Rewrite the lines from the one containing "written like (1096,207)." through the end of the records, swapping "jersey" for "uniform" and changing nothing else.
--- Start Stored rows ---
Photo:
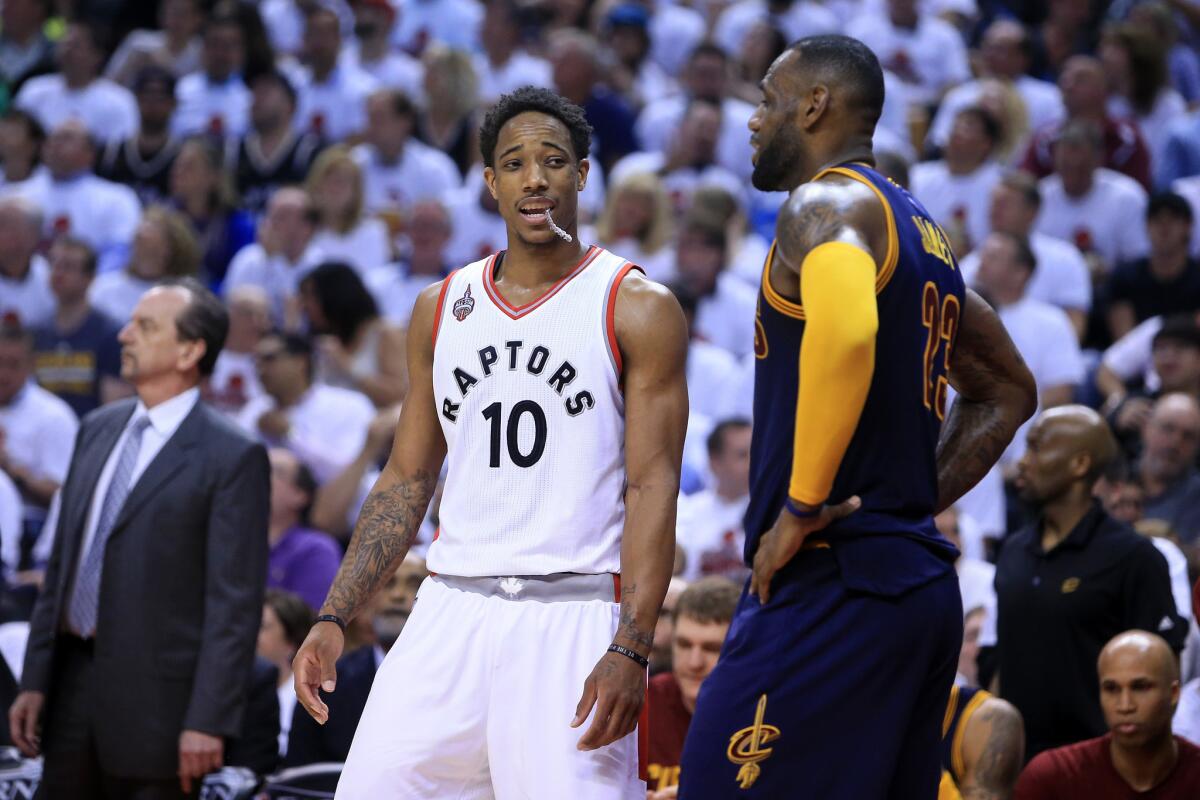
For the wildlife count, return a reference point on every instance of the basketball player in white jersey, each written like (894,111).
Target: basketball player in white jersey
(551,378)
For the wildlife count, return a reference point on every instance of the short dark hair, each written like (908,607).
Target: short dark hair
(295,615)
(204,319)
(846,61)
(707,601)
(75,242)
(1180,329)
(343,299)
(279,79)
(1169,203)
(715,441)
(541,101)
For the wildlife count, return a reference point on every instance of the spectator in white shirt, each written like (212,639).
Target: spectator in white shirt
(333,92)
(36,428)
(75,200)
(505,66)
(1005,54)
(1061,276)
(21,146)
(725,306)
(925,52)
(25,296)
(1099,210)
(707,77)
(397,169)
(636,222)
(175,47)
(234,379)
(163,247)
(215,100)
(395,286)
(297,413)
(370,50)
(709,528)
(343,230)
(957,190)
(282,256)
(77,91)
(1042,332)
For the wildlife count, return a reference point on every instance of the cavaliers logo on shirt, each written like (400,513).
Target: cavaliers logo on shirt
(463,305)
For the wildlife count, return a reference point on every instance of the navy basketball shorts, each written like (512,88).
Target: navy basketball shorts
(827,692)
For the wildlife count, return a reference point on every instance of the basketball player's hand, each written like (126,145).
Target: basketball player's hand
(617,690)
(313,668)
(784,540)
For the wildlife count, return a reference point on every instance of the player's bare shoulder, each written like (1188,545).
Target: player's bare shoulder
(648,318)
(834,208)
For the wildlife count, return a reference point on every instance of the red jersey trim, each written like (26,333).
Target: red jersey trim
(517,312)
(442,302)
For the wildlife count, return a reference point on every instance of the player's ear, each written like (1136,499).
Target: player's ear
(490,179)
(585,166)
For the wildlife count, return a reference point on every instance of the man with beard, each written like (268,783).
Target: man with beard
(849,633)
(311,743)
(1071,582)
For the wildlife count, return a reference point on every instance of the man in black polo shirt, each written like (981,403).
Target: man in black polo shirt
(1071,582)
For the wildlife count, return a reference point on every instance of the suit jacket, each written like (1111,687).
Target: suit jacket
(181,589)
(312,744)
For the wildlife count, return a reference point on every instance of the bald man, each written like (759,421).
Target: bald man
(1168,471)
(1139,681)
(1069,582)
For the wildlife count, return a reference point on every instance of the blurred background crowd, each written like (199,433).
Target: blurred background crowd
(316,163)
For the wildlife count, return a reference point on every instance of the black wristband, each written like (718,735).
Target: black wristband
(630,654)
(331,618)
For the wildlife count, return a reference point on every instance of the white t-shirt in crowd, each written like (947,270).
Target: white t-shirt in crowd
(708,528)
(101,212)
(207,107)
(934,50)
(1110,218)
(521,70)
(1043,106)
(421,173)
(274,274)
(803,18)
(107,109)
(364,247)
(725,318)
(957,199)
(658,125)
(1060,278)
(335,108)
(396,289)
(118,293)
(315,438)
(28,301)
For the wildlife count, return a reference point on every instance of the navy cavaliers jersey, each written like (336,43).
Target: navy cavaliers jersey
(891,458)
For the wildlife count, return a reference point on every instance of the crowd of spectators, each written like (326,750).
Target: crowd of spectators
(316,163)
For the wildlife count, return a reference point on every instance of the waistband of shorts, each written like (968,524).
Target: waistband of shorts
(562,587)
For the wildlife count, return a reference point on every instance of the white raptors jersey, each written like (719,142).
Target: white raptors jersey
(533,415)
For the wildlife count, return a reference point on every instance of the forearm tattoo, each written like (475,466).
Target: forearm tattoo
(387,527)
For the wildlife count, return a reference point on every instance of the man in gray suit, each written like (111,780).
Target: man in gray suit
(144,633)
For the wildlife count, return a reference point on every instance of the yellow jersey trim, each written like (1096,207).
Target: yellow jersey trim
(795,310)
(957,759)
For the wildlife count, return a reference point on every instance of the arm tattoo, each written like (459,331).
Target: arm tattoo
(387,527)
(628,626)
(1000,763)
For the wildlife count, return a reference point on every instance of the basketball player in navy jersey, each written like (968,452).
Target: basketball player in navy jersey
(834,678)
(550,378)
--- End Stored rows ---
| Task output |
For the wildlife count, return a reference point on every instance of the yellow uniform trim, each written like (1096,207).
Target: yellow uniform trim
(795,310)
(957,759)
For the wildlife count, return a reference point on every instance of the arm tattoo, each written like (459,331).
Target: arm tattoo
(387,527)
(628,626)
(1000,763)
For the wildlife count, return a reference point on every instance of the basketball player in navy uniform, each written like (968,452).
Target: basketball player in navy uniform
(834,678)
(550,378)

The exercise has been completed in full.